Stored entries
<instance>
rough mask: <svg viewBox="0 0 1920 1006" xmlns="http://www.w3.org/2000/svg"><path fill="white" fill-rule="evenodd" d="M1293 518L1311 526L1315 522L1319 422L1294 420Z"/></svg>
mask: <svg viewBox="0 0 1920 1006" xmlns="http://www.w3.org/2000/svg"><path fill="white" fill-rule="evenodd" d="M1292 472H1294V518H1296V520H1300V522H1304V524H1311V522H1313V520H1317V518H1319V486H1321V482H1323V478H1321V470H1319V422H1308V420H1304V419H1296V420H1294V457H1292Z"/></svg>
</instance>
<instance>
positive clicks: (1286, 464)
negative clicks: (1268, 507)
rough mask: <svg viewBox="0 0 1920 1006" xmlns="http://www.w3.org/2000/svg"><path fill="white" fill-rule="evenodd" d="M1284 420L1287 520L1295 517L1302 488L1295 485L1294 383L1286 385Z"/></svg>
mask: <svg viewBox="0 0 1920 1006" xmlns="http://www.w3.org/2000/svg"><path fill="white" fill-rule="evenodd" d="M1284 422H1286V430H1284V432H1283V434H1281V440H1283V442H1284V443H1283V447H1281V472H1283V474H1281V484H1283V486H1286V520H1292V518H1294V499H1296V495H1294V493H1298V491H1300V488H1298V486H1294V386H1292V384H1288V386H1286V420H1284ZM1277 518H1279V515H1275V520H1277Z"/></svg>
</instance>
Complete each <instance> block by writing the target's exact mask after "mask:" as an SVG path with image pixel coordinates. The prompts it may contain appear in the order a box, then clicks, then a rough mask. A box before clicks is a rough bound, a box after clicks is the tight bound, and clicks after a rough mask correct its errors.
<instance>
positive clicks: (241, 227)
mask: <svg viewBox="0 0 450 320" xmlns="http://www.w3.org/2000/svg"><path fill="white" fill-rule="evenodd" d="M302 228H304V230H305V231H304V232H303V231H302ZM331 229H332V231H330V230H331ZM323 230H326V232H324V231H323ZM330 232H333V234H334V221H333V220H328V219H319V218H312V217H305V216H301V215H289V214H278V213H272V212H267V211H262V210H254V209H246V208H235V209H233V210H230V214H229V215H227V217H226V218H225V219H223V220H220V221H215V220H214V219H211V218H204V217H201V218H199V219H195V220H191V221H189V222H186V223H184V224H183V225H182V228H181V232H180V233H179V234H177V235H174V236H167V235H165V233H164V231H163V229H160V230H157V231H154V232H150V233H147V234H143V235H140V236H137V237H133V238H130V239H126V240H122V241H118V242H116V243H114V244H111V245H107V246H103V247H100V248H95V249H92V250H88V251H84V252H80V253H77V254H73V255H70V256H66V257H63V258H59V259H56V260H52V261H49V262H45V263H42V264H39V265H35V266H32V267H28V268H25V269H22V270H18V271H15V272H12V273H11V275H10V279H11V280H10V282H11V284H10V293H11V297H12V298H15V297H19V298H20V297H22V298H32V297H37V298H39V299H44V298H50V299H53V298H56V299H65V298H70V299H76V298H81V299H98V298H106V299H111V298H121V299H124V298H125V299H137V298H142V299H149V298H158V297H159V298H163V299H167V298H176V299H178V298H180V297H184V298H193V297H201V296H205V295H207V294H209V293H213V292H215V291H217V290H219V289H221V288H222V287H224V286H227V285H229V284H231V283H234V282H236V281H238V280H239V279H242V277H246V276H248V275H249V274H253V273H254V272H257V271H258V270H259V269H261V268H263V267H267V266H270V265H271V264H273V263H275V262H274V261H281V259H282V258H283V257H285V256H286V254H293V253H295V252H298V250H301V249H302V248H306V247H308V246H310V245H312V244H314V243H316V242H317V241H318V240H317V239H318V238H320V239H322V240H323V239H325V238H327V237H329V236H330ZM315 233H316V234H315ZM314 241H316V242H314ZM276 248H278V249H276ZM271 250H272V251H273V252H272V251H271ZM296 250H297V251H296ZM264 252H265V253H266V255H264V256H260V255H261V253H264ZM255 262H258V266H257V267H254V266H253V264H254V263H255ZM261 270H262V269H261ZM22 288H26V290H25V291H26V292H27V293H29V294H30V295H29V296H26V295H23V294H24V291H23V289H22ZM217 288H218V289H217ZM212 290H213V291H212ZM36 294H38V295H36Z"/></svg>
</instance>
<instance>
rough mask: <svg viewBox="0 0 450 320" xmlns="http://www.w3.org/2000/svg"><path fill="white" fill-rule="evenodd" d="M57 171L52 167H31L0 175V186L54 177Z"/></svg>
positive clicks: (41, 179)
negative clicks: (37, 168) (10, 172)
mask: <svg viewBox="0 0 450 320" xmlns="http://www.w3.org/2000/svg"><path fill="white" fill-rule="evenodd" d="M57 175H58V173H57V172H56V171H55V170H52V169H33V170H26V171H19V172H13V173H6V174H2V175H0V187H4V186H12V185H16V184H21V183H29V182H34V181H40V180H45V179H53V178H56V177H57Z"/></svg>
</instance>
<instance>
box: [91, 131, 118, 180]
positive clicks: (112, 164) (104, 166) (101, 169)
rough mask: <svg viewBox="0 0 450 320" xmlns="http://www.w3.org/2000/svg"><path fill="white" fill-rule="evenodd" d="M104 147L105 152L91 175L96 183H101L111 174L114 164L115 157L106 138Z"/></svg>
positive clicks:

- _PROBLEM TO WORK ON_: Each of the entries must be set down again exactly.

- _TASK RESPONSE_:
<instance>
rough mask: <svg viewBox="0 0 1920 1006" xmlns="http://www.w3.org/2000/svg"><path fill="white" fill-rule="evenodd" d="M1293 518L1311 526L1315 522L1319 422L1294 420Z"/></svg>
mask: <svg viewBox="0 0 1920 1006" xmlns="http://www.w3.org/2000/svg"><path fill="white" fill-rule="evenodd" d="M1292 472H1294V518H1296V520H1300V522H1304V524H1311V522H1313V520H1317V518H1319V486H1321V482H1323V478H1321V470H1319V422H1308V420H1304V419H1296V420H1294V457H1292Z"/></svg>
</instance>
<instance>
positive clicks: (1286, 464)
negative clicks: (1268, 507)
rough mask: <svg viewBox="0 0 1920 1006" xmlns="http://www.w3.org/2000/svg"><path fill="white" fill-rule="evenodd" d="M1284 420L1287 520L1295 517L1302 488L1295 485L1294 383L1286 385Z"/></svg>
mask: <svg viewBox="0 0 1920 1006" xmlns="http://www.w3.org/2000/svg"><path fill="white" fill-rule="evenodd" d="M1284 422H1286V430H1284V432H1283V434H1281V440H1283V442H1284V443H1283V447H1281V472H1283V474H1281V484H1283V486H1286V520H1292V518H1294V499H1296V495H1294V493H1298V491H1300V488H1298V486H1294V386H1292V384H1288V386H1286V420H1284ZM1277 518H1279V515H1275V520H1277Z"/></svg>
</instance>
Complete each <instance> block by writing the target's exact mask after "mask:" as an SVG path with image pixel coordinates. The prompts it may contain appear in the order a box, then clicks, then a rough mask. A box before clicks is a rough bound, a box after clicks is the tight bound, and clicks after a rough mask correct its errors.
<instance>
positive clicks: (241, 227)
mask: <svg viewBox="0 0 450 320" xmlns="http://www.w3.org/2000/svg"><path fill="white" fill-rule="evenodd" d="M302 228H304V230H305V231H304V232H303V231H302ZM331 229H332V231H330V230H331ZM323 230H326V232H324V231H323ZM330 232H333V234H334V221H333V220H328V219H319V218H312V217H305V216H301V215H289V214H278V213H272V212H267V211H262V210H254V209H246V208H235V209H233V210H230V214H229V215H227V217H226V218H225V219H223V220H220V221H215V220H214V219H211V218H204V217H201V218H199V219H195V220H191V221H189V222H186V223H184V224H183V225H182V228H181V232H180V233H179V234H177V235H174V236H167V235H165V233H164V231H163V229H160V230H157V231H154V232H150V233H147V234H143V235H140V236H137V237H133V238H130V239H126V240H122V241H118V242H116V243H114V244H111V245H107V246H103V247H100V248H95V249H92V250H88V251H84V252H80V253H77V254H73V255H70V256H66V257H63V258H59V259H56V260H52V261H49V262H45V263H42V264H39V265H35V266H32V267H28V268H25V269H22V270H18V271H15V272H12V273H11V275H10V279H11V280H10V282H11V284H10V293H11V297H12V298H15V297H19V298H20V297H22V298H32V297H37V298H39V299H44V298H50V299H53V298H56V299H65V298H70V299H76V298H81V299H98V298H106V299H111V298H121V299H124V298H125V299H137V298H142V299H149V298H158V297H159V298H163V299H167V298H176V299H178V298H180V297H184V298H193V297H201V296H205V295H207V294H209V293H213V292H215V291H217V290H219V289H221V288H222V287H224V286H227V285H229V284H231V283H234V282H236V281H238V280H239V279H242V277H246V276H248V275H249V274H253V273H254V272H257V271H258V270H259V269H261V268H263V267H267V266H270V265H271V264H273V263H275V262H274V261H281V259H282V258H283V257H285V256H286V254H293V253H295V252H298V250H301V249H302V248H306V247H308V246H310V245H312V244H314V243H316V242H317V241H318V240H317V239H318V238H320V239H322V240H323V239H325V238H327V237H329V236H330ZM315 233H316V234H315ZM314 241H316V242H314ZM276 248H278V249H276ZM271 250H272V251H273V252H272V251H271ZM296 250H297V251H296ZM264 252H265V253H266V255H264V256H260V255H261V253H264ZM255 262H258V266H257V267H254V266H253V264H254V263H255ZM261 270H262V269H261ZM22 288H26V290H25V291H26V292H27V293H29V294H30V295H29V296H26V295H23V294H24V291H23V289H22ZM217 288H218V289H217ZM212 290H213V291H212ZM36 294H38V295H36Z"/></svg>
</instance>
<instance>
rough mask: <svg viewBox="0 0 450 320" xmlns="http://www.w3.org/2000/svg"><path fill="white" fill-rule="evenodd" d="M57 171L52 167H31L0 175V186L54 177Z"/></svg>
positive clicks: (41, 179)
negative clicks: (37, 168) (10, 172)
mask: <svg viewBox="0 0 450 320" xmlns="http://www.w3.org/2000/svg"><path fill="white" fill-rule="evenodd" d="M57 175H58V173H57V172H56V171H55V170H52V169H33V170H26V171H19V172H13V173H6V174H2V175H0V187H4V186H12V185H16V184H21V183H29V182H34V181H40V180H45V179H53V178H56V177H57Z"/></svg>
</instance>
<instance>
box: [91, 131, 118, 180]
positive clicks: (112, 164) (104, 166) (101, 169)
rough mask: <svg viewBox="0 0 450 320" xmlns="http://www.w3.org/2000/svg"><path fill="white" fill-rule="evenodd" d="M104 147L105 152L91 175L96 183H101L111 174L114 164L115 157L106 138Z"/></svg>
positive clicks:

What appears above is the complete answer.